**Excerpted text**
Comparing the frost heave characteristic diversities between the clay soil and the CGS, it was shown that the water absorbed from outside water source mainly changed into pore ice for CGS, while it mainly changed into an ice lens for clay soil. The pore ice in the CGS was dispersed and not integrated into a whole, which was detrimental to the formation of an ice lens. Thus, the frost heave amount of the CGS was much less than that of the clay soil.

Based on the thermal boundary condition of the CGS sample, it can be concluded the temperature distribution along the soil column depth was nearly linear in the SS. The temperature distribution of the clay sample was similar to that of the CGS sample. One can conclude that the final frozen depth of the clay soil column was approximately 75.0 mm, and the corresponding frozen heave ratio was 25.73%. Under the same temperature conditions, even when the water intake amounts were very close, the frost heave amount and frost heave ratio of the CGS were much lower than those of the natural clay soil. This experimental result shows that replacing natural soil with CGS is a possibility for railway construction. To optimize the anti-frost effect of CGS in HSR embankments, the influence of fines content, initial water content, and grain size distribution of coarse particles on the frost heave ability of the CGS were investigated, as discussed in Variations in Frost Heave With Soil Composition.

**Task instructions**
[a] Reproduce the frost heave excerpt verbatim, covering everything from "Comparing the frost" down to "the clay soil.".
[b] State whether each statement agrees with the frost heave excerpt, answering yes or no and quoting the words that decide it: (i) In the CGS, the water absorbed from the outside source mainly changed into an ice lens. (ii) The final frozen depth of the clay soil column was approximately 75.0 mm. (iii) For the CGS sample, the temperature distribution along the soil column depth was nearly linear in the SS.
[c] According to the frost heave excerpt, what frost heave ratio corresponded to the final frozen depth of the clay soil column?
The data after this point have no role in the work requested here.

**Stored records**
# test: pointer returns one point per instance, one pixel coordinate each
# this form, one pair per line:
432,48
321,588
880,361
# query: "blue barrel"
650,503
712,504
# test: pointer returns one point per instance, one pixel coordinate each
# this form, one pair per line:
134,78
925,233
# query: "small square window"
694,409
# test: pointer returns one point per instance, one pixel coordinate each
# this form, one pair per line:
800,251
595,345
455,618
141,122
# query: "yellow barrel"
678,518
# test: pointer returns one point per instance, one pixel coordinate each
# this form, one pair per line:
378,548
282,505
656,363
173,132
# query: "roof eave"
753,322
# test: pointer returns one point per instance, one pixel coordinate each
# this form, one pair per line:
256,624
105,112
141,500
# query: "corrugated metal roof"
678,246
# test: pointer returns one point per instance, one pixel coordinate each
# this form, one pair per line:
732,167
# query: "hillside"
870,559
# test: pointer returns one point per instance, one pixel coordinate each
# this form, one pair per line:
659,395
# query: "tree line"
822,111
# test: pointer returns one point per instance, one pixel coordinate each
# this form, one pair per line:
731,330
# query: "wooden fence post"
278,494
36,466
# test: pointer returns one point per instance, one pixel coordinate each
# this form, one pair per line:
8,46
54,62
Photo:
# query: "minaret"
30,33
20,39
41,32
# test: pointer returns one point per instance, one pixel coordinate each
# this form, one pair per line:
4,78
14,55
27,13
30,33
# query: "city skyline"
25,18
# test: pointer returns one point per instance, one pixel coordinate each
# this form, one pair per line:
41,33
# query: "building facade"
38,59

**Solution list**
[a]
Comparing the frost heave characteristic diversities between the clay soil and the CGS, it was shown that the water absorbed from outside water source mainly changed into pore ice for CGS, while it mainly changed into an ice lens for clay soil. The pore ice in the CGS was dispersed and not integrated into a whole, which was detrimental to the formation of an ice lens. Thus, the frost heave amount of the CGS was much less than that of the clay soil.

[b]
(i) No: "the water absorbed from outside water source mainly changed into pore ice for CGS, while it mainly changed into an ice lens for clay soil"
(ii) Yes: "the final frozen depth of the clay soil column was approximately 75.0 mm"
(iii) Yes: "the temperature distribution along the soil column depth was nearly linear in the SS"

[c] 25.73%